SOURCE EXTRACT:
****

Template specialization of variable template and type deduction

0
votes
template <class C>
C fnc();

template <>
int fnc(){return 0;}

template <class C>
C var;

template <>
int var = 0; // compile error

int main()
{
}

There's a specialization of a fnc function declared without an explicit type indication (such as int fnc<int>()), so the type of template argument is deduced from the function return type, but that thing does not work for variable templates (it leads to compiler error). Is this a correct behavior or a bug in all compilers a have tested (clang, gcc)?

1
c++templatestemplate-meta-programmingtemplate-specialization
Does this answer your question? C++14 warning: too many template headers for variable (should be 0)Algirdas Preidžius
Next time, please do a search on the "error" to see if the question wasn't asked before, before asking (or at the very least - include it in the question). Note: this is not, technically, an error.Algirdas Preidžius
This is not duplicate, because I have interested about conceptual differences between function and variable declarationsuser3514538
"This is not duplicate, because I have interested about conceptual differences between function and variable declarations" 1) Your question mentions nothing about this. Hence, it is still a duplicate, to a question, as is. 2) The main difference is obvious: one is a function, while other is a variable.Algirdas Preidžius
@user3514538 According to the answer of the linked post, it can be deduced from the function argument type, it seems the function template specialization shouldn't work either, it has no arguments. Even I'm not sure why gcc and clang accept it...songyuanyao

1 Answers

1
votes

Template arguments can only be omitted in explicit specialization of function templates. Since you have a template variable, you have to add the <int> part:

template <>
int var<int> = 0;

****

STATED EXERCISE 1:
Quote the whole thread on variable template specialization word for word.

Items from a data source:

****

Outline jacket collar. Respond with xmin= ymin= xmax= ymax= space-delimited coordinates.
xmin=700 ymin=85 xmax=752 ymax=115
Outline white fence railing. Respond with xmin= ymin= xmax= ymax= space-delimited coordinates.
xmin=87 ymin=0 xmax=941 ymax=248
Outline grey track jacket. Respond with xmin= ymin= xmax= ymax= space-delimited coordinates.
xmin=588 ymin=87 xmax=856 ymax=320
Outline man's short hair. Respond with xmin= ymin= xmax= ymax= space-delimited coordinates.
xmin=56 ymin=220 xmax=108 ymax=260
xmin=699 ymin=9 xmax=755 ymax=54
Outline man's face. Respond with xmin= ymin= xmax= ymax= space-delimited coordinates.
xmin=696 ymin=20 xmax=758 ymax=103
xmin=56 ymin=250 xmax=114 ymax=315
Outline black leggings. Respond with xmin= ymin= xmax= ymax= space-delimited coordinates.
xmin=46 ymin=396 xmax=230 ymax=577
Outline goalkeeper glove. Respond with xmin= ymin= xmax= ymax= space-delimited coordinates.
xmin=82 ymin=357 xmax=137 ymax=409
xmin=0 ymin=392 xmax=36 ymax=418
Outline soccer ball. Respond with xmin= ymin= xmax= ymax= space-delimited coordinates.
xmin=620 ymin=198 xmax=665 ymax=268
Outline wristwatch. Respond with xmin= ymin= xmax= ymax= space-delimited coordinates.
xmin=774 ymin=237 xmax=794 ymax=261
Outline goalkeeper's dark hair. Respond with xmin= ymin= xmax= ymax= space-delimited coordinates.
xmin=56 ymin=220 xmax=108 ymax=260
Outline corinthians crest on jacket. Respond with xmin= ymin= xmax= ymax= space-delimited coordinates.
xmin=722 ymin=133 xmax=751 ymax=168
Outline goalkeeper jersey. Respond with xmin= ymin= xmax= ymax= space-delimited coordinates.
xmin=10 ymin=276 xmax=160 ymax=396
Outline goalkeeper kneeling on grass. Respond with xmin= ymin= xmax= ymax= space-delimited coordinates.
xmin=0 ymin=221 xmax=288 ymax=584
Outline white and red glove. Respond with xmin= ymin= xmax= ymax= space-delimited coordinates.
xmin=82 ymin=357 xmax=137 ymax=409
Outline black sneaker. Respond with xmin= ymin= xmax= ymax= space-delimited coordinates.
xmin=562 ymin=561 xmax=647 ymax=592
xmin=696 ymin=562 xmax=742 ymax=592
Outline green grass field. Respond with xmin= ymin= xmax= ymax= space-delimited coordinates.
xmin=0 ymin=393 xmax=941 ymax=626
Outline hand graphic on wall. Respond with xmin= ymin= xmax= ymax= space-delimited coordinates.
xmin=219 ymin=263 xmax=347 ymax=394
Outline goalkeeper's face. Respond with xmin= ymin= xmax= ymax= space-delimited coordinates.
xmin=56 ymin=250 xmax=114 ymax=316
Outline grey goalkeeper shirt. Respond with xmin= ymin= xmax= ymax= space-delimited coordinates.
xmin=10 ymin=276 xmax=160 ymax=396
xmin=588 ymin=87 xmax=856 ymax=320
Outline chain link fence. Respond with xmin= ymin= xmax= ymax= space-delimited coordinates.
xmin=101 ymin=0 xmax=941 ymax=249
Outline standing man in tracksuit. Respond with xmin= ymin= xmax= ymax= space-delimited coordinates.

****

STATED EXERCISE 2:
Pick out each line of the records that contains the word "goalkeeper", matching case exactly.

EXPECTED OUTPUT 1:
Template specialization of variable template and type deduction

0
votes
template <class C>
C fnc();

template <>
int fnc(){return 0;}

template <class C>
C var;

template <>
int var = 0; // compile error

int main()
{
}

There's a specialization of a fnc function declared without an explicit type indication (such as int fnc<int>()), so the type of template argument is deduced from the function return type, but that thing does not work for variable templates (it leads to compiler error). Is this a correct behavior or a bug in all compilers a have tested (clang, gcc)?

1
c++templatestemplate-meta-programmingtemplate-specialization
Does this answer your question? C++14 warning: too many template headers for variable (should be 0)Algirdas Preidžius
Next time, please do a search on the "error" to see if the question wasn't asked before, before asking (or at the very least - include it in the question). Note: this is not, technically, an error.Algirdas Preidžius
This is not duplicate, because I have interested about conceptual differences between function and variable declarationsuser3514538
"This is not duplicate, because I have interested about conceptual differences between function and variable declarations" 1) Your question mentions nothing about this. Hence, it is still a duplicate, to a question, as is. 2) The main difference is obvious: one is a function, while other is a variable.Algirdas Preidžius
@user3514538 According to the answer of the linked post, it can be deduced from the function argument type, it seems the function template specialization shouldn't work either, it has no arguments. Even I'm not sure why gcc and clang accept it...songyuanyao

1 Answers

1
votes

Template arguments can only be omitted in explicit specialization of function templates. Since you have a template variable, you have to add the <int> part:

template <>
int var<int> = 0;

EXPECTED OUTPUT 2:
Outline goalkeeper glove. Respond with xmin= ymin= xmax= ymax= space-delimited coordinates.
Outline goalkeeper's dark hair. Respond with xmin= ymin= xmax= ymax= space-delimited coordinates.
Outline goalkeeper jersey. Respond with xmin= ymin= xmax= ymax= space-delimited coordinates.
Outline goalkeeper kneeling on grass. Respond with xmin= ymin= xmax= ymax= space-delimited coordinates.
Outline goalkeeper's face. Respond with xmin= ymin= xmax= ymax= space-delimited coordinates.
Outline grey goalkeeper shirt. Respond with xmin= ymin= xmax= ymax= space-delimited coordinates.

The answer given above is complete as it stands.